_SELECTED EXCERPT_.
In 2014, a beaver population was discovered living in the wild in east Devon. The beavers presumably escaped into the wild or were as a result of an unsanctioned release. The beavers were initially supposed to be rehomed due to a perceived disease risk posed by the animals and their potential undesirable impact on the wildlife and landscape. Following unprecedented support from the local community, the Devon Wildlife Trust was granted permission by Natural England to commence a five-year monitoring program. In 2015, the new-born beavers, which were part of Englands first wild beaver trial, were recorded on film on the River Otter. In 2018 beavers were observed moving into new areas and creating dams to form wetland habitat. Over the years, beaver activity in the area has helped in the filtering of agricultural chemicals and silt out of the water.

The Kent Wildlife Trust introduced two families of Eurasian beavers to 30 hectares of enclosed land at Ham Fen in 2001. The project was necessitated by challenges faced in the restoration of the last fenland in Kent using machinery. Restoration using beavers proved very successful with ancient fenland and wet grassland, now thriving thanks to the beavers. The project is praised for is its sustainable approach to maintaining wetlands and various wildlife species.

The Welsh beaver project is currently working to reintroduce beavers into the Welsh landscape. Feasibility studies that have been carried out have determined that there is suitable habitat in Wales for the beavers.

Eurasian beavers were introduced to Cornwall by the Cornwall Wildlife Trust and local farmers in 2017. The objective of the project was to show that beavers can help in the formation of new habitat, reduce flooding, and make streams cleaner. The beavers were reintroduced into a fenced area upstream of Ladock Village. The village had experienced severe flooding in the past before the introduction of the project, which was aimed at helping mitigate the challenge.

_EXTRACTED DATA_.
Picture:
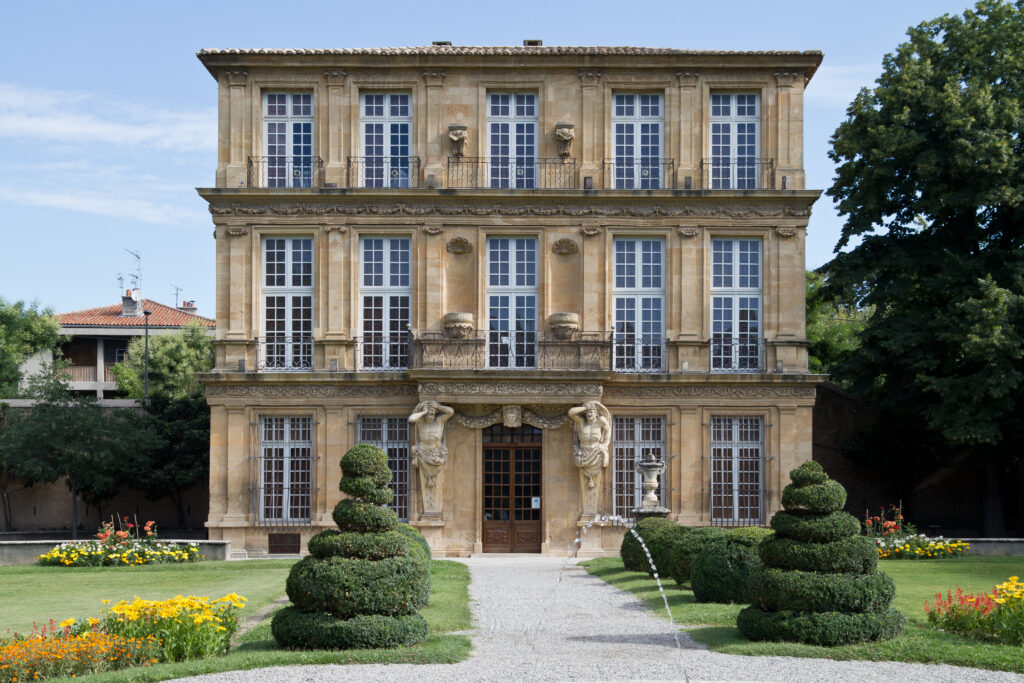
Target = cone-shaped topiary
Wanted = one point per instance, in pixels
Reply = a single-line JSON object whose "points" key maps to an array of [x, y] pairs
{"points": [[820, 584], [361, 585]]}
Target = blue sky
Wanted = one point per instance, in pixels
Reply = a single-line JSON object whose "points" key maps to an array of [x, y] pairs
{"points": [[108, 121]]}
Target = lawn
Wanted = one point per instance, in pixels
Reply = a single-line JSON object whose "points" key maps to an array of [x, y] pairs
{"points": [[29, 593], [916, 581]]}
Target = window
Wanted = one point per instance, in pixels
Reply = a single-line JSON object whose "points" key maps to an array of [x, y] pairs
{"points": [[635, 438], [288, 304], [637, 122], [286, 470], [512, 302], [734, 141], [512, 140], [386, 293], [386, 125], [736, 470], [391, 435], [639, 300], [735, 305], [288, 139]]}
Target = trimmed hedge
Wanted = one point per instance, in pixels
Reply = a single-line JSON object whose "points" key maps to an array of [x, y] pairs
{"points": [[299, 630], [833, 526], [854, 554], [827, 629], [776, 590]]}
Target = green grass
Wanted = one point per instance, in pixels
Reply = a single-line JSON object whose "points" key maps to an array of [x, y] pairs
{"points": [[916, 581]]}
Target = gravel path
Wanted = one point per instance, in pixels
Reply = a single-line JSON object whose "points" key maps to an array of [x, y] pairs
{"points": [[538, 620]]}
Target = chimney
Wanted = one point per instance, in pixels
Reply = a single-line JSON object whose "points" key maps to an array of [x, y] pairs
{"points": [[131, 304]]}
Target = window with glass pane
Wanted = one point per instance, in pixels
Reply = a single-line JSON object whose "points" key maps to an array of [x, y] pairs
{"points": [[286, 469], [735, 305], [288, 139], [639, 300], [386, 292], [512, 140], [735, 120], [512, 302], [387, 123], [390, 434], [288, 303], [637, 122], [736, 470], [633, 439]]}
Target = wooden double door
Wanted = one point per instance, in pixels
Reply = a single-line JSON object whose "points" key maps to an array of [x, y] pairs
{"points": [[511, 489]]}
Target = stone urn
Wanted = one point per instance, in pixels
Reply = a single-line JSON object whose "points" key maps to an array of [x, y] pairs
{"points": [[459, 326], [563, 326]]}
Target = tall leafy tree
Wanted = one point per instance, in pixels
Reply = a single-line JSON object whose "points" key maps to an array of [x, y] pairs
{"points": [[931, 182]]}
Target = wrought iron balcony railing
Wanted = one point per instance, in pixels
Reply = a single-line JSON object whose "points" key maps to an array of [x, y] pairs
{"points": [[281, 353], [511, 173], [394, 172], [736, 354], [285, 171], [639, 173], [510, 349], [737, 173]]}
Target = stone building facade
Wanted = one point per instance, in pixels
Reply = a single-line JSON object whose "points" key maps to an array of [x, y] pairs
{"points": [[445, 250]]}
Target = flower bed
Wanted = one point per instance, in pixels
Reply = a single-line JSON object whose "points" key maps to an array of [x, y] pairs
{"points": [[996, 616], [129, 546]]}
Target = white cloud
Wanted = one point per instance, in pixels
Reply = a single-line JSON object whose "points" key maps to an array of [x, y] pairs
{"points": [[81, 118]]}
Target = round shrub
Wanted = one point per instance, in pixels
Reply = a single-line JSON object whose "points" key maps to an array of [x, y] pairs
{"points": [[682, 553], [806, 591], [352, 515], [832, 628], [299, 630], [346, 588], [364, 546], [816, 498], [824, 528], [851, 555]]}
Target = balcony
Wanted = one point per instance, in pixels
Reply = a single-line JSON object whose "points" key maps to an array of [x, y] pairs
{"points": [[280, 171], [511, 173], [736, 354], [282, 354], [737, 173], [639, 173], [394, 172]]}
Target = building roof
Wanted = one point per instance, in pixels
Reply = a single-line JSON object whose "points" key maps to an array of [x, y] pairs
{"points": [[110, 316]]}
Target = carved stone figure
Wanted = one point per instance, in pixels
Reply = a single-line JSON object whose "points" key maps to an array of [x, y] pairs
{"points": [[593, 437], [430, 452]]}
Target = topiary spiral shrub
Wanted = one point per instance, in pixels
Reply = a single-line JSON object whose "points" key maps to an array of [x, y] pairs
{"points": [[820, 584], [361, 585]]}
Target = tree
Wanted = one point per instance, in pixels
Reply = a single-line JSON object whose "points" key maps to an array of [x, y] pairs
{"points": [[25, 329], [931, 181]]}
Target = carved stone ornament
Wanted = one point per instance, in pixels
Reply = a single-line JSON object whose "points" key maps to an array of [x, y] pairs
{"points": [[565, 247], [564, 134], [458, 133], [459, 246]]}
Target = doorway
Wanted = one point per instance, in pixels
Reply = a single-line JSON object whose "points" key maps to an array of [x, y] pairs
{"points": [[512, 489]]}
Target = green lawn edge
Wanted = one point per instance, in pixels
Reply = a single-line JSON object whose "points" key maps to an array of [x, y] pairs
{"points": [[916, 581]]}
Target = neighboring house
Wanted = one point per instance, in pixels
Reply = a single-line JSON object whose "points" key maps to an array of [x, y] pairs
{"points": [[511, 232]]}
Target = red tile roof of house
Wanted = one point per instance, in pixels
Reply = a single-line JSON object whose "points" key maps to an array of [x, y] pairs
{"points": [[110, 316]]}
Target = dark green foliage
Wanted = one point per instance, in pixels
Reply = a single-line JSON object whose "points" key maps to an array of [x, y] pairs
{"points": [[826, 629], [808, 591], [333, 543], [298, 630], [823, 528], [682, 553]]}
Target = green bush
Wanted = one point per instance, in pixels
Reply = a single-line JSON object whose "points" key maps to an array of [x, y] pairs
{"points": [[682, 553], [299, 630], [827, 629], [815, 528], [777, 590]]}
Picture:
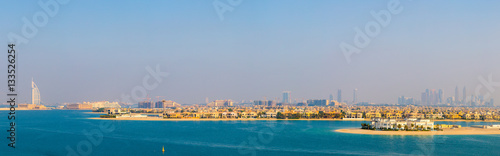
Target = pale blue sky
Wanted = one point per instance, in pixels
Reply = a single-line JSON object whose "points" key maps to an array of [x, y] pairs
{"points": [[98, 50]]}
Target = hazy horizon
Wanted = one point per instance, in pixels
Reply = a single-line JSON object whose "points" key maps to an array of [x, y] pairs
{"points": [[95, 50]]}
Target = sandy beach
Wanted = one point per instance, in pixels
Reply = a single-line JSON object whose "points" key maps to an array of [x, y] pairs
{"points": [[197, 119], [457, 131]]}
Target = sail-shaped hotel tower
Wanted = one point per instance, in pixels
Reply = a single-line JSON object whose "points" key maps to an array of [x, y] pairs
{"points": [[35, 94]]}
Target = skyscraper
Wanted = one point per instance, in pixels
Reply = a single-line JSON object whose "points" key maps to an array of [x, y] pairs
{"points": [[354, 96], [339, 95], [440, 98], [456, 96], [35, 94], [464, 97], [286, 97]]}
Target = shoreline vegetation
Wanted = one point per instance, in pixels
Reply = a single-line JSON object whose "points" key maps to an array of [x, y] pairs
{"points": [[250, 119], [445, 131]]}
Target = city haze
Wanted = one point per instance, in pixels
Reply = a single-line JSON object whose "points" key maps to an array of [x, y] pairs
{"points": [[259, 49]]}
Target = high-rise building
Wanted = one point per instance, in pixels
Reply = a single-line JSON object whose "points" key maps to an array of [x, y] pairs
{"points": [[456, 96], [220, 103], [320, 102], [464, 97], [354, 96], [339, 96], [440, 92], [35, 94], [286, 97], [146, 104]]}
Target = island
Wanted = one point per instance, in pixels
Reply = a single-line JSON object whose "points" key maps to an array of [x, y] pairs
{"points": [[418, 127]]}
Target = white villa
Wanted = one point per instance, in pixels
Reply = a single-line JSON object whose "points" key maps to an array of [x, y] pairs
{"points": [[379, 123]]}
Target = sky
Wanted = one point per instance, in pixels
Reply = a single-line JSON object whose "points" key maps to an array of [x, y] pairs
{"points": [[99, 50]]}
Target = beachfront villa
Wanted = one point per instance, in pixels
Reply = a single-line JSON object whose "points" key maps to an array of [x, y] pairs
{"points": [[379, 123]]}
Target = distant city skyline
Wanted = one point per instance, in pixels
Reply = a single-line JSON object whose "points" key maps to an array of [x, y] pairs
{"points": [[260, 49]]}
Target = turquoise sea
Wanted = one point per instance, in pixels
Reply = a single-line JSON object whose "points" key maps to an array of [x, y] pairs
{"points": [[62, 132]]}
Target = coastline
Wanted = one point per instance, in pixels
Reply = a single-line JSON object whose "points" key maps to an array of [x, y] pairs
{"points": [[458, 131], [197, 119], [243, 119]]}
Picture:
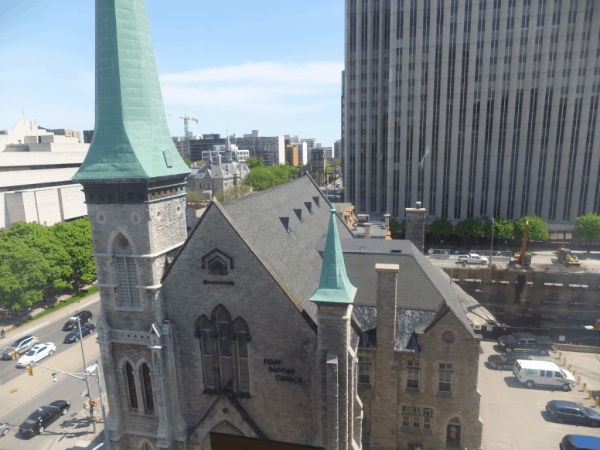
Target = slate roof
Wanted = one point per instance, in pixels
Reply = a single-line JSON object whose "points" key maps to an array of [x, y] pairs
{"points": [[407, 321], [292, 255], [421, 286]]}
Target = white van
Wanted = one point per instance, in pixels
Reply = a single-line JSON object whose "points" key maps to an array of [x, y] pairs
{"points": [[543, 373]]}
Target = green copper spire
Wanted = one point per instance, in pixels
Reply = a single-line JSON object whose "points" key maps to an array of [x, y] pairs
{"points": [[131, 137], [334, 287]]}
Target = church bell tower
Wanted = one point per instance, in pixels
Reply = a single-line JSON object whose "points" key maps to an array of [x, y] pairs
{"points": [[134, 183]]}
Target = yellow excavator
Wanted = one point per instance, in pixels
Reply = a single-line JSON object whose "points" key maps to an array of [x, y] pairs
{"points": [[523, 258], [565, 256]]}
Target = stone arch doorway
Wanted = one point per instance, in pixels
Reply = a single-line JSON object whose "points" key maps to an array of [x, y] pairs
{"points": [[224, 427], [453, 433]]}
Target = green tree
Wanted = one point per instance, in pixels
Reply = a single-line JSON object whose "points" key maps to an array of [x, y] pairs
{"points": [[23, 274], [42, 238], [255, 162], [470, 228], [76, 238], [503, 229], [441, 227], [260, 178], [538, 229], [588, 227]]}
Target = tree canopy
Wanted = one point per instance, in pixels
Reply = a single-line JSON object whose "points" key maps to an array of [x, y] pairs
{"points": [[33, 257], [469, 228], [588, 227], [441, 227], [538, 229], [503, 229]]}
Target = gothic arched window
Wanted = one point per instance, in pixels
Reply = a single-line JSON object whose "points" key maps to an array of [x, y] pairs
{"points": [[130, 382], [147, 388], [204, 333], [225, 351], [242, 338], [224, 347]]}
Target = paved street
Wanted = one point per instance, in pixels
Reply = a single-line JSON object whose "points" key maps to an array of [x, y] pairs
{"points": [[22, 394], [514, 416]]}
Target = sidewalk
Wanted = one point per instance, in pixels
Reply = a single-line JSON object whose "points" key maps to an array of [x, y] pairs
{"points": [[77, 433], [13, 333]]}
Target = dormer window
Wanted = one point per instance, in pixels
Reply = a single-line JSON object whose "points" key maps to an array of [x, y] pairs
{"points": [[217, 266]]}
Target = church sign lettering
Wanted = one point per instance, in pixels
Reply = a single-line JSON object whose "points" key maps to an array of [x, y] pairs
{"points": [[281, 370]]}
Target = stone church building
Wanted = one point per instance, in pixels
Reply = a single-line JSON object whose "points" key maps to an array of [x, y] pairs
{"points": [[270, 320]]}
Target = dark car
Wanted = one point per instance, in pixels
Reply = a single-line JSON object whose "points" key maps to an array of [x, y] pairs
{"points": [[20, 346], [73, 336], [71, 324], [570, 412], [42, 417], [580, 442], [506, 361]]}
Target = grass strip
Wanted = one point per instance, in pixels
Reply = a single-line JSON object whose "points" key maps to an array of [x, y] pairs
{"points": [[84, 293]]}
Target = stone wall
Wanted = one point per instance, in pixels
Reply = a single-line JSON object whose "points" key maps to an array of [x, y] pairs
{"points": [[537, 299]]}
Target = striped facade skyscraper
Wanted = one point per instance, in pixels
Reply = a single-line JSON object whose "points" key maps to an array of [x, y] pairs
{"points": [[477, 108]]}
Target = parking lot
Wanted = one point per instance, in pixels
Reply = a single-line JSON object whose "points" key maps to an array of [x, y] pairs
{"points": [[514, 417]]}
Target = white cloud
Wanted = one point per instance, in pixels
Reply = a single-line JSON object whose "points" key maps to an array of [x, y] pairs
{"points": [[267, 87]]}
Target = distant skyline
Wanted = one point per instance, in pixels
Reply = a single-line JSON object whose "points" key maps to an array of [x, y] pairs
{"points": [[268, 65]]}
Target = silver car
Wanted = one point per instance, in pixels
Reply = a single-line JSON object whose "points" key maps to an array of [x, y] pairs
{"points": [[20, 346]]}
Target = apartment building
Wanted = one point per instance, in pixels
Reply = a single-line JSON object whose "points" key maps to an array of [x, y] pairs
{"points": [[477, 108]]}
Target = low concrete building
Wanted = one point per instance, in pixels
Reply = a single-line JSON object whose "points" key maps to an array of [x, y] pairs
{"points": [[209, 178], [36, 167]]}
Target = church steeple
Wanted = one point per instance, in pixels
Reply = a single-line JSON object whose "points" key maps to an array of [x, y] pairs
{"points": [[334, 287], [131, 138]]}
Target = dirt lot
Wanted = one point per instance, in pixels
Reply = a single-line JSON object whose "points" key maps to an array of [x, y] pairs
{"points": [[514, 416]]}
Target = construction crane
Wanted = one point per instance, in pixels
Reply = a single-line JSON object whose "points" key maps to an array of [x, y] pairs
{"points": [[186, 129], [524, 258]]}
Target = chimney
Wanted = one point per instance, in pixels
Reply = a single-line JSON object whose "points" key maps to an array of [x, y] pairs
{"points": [[415, 226], [367, 230], [383, 424]]}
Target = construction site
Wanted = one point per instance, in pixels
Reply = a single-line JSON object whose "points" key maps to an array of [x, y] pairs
{"points": [[542, 288]]}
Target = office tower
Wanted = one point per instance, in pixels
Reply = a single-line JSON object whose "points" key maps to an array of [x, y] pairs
{"points": [[477, 108]]}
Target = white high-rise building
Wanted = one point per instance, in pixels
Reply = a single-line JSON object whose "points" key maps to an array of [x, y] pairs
{"points": [[477, 108]]}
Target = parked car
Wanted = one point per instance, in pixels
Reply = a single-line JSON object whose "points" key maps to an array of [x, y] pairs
{"points": [[525, 341], [71, 324], [505, 361], [580, 442], [543, 373], [73, 336], [473, 258], [42, 417], [20, 346], [37, 353], [571, 412]]}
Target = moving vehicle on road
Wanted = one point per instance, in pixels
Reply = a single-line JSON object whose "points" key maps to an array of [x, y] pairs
{"points": [[20, 346], [39, 420], [37, 353], [473, 258], [525, 341], [84, 316], [73, 336], [505, 361], [543, 373], [571, 412], [580, 442]]}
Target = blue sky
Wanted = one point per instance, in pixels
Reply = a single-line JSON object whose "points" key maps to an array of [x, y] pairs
{"points": [[272, 65]]}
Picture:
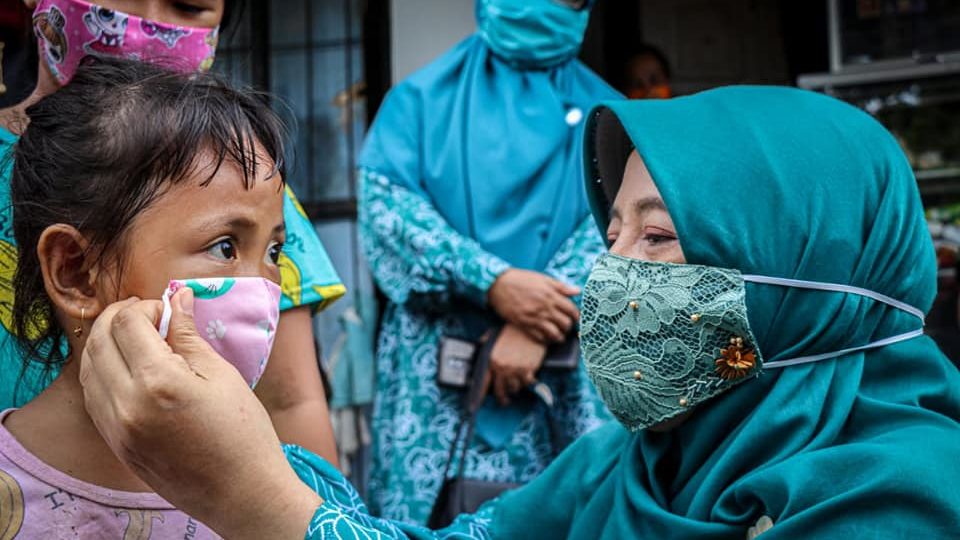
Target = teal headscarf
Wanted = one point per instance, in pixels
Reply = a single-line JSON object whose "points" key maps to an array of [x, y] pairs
{"points": [[495, 147], [785, 183]]}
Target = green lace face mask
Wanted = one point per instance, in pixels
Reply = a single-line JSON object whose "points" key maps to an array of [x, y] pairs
{"points": [[660, 338]]}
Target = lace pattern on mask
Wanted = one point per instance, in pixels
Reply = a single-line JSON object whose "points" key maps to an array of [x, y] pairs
{"points": [[652, 333]]}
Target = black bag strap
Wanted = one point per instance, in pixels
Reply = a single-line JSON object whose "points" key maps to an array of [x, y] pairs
{"points": [[472, 402]]}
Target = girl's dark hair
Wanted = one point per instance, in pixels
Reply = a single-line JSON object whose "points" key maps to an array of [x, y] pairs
{"points": [[102, 149]]}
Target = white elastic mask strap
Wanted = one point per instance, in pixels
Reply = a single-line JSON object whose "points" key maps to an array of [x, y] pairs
{"points": [[165, 317], [834, 287]]}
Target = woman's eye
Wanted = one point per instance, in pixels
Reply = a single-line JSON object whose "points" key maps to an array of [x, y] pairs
{"points": [[224, 249], [656, 239], [274, 253]]}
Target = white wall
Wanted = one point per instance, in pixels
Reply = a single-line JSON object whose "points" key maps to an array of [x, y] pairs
{"points": [[420, 30]]}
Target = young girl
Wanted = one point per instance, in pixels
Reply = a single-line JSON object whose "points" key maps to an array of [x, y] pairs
{"points": [[181, 35], [125, 179]]}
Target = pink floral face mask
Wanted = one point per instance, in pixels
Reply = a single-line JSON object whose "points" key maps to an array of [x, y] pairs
{"points": [[69, 32], [237, 316]]}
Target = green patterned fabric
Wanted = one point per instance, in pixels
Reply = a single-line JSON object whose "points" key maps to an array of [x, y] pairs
{"points": [[436, 281], [652, 333], [784, 183]]}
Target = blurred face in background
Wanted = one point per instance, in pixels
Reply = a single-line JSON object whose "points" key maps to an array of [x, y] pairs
{"points": [[646, 77]]}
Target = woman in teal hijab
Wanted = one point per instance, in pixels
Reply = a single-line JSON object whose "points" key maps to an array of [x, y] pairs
{"points": [[471, 216], [755, 330]]}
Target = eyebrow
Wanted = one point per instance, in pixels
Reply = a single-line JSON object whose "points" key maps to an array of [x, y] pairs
{"points": [[240, 222], [642, 207]]}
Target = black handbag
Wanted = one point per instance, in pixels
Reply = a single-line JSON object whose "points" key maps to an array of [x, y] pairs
{"points": [[460, 495]]}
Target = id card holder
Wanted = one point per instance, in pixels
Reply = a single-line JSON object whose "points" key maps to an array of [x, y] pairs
{"points": [[455, 362]]}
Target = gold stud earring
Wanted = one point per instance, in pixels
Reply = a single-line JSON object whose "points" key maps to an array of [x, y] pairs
{"points": [[78, 331]]}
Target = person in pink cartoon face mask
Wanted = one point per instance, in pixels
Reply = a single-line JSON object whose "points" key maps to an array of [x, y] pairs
{"points": [[180, 35]]}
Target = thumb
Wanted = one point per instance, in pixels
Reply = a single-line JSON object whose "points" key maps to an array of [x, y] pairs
{"points": [[183, 337]]}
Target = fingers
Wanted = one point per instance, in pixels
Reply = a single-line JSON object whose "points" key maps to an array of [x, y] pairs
{"points": [[183, 336], [551, 331], [565, 289], [569, 309], [135, 333]]}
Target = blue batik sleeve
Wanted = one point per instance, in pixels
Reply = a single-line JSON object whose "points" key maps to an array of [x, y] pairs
{"points": [[413, 251], [343, 515]]}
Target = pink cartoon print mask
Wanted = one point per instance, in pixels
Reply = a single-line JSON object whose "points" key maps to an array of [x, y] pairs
{"points": [[71, 31], [237, 316]]}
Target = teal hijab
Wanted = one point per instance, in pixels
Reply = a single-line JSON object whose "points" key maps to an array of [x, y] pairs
{"points": [[784, 183], [490, 132]]}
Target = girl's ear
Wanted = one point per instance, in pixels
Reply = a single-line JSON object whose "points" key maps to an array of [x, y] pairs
{"points": [[67, 275]]}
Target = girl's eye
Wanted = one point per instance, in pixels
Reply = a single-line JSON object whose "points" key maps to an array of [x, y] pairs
{"points": [[274, 253], [224, 249], [189, 8]]}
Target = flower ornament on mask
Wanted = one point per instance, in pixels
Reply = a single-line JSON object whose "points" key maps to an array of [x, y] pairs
{"points": [[659, 338]]}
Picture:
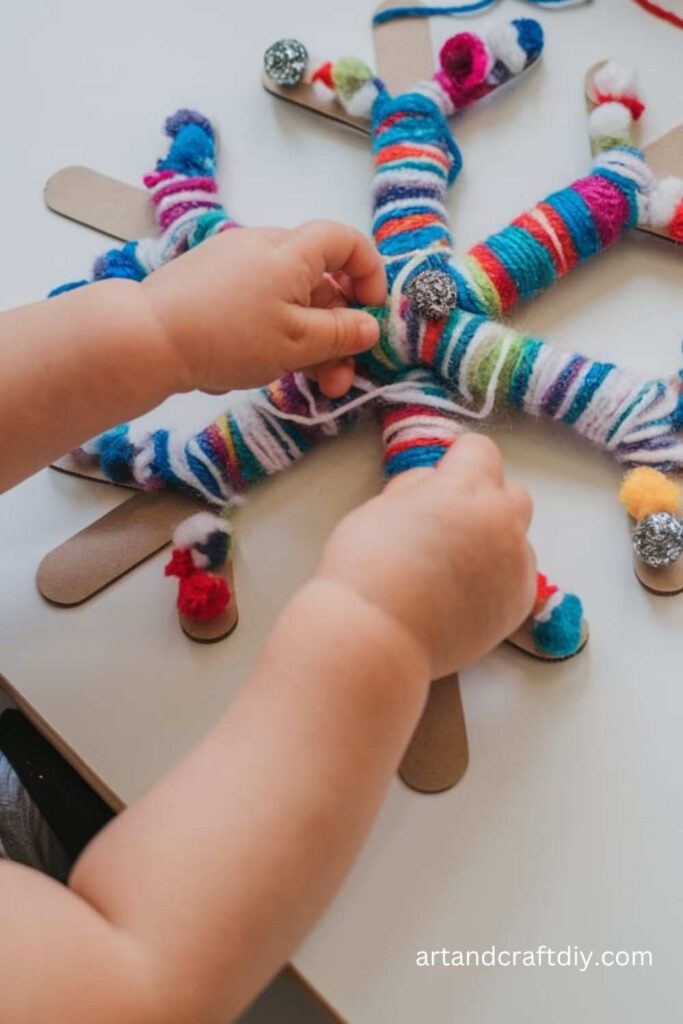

_TASK LIST_.
(a) According to the beaver passage, in what year did the Cornwall Wildlife Trust and local farmers introduce Eurasian beavers to Cornwall?
(b) Reproduce the beaver passage word for word, starting at "The Kent Wildlife" and ending at "various wildlife species.".
The records are not needed for any of this work.

_RESULTS OF THE TASKS_.
(a) 2017

(b)
The Kent Wildlife Trust introduced two families of Eurasian beavers to 30 hectares of enclosed land at Ham Fen in 2001. The project was necessitated by challenges faced in the restoration of the last fenland in Kent using machinery. Restoration using beavers proved very successful with ancient fenland and wet grassland, now thriving thanks to the beavers. The project is praised for is its sustainable approach to maintaining wetlands and various wildlife species.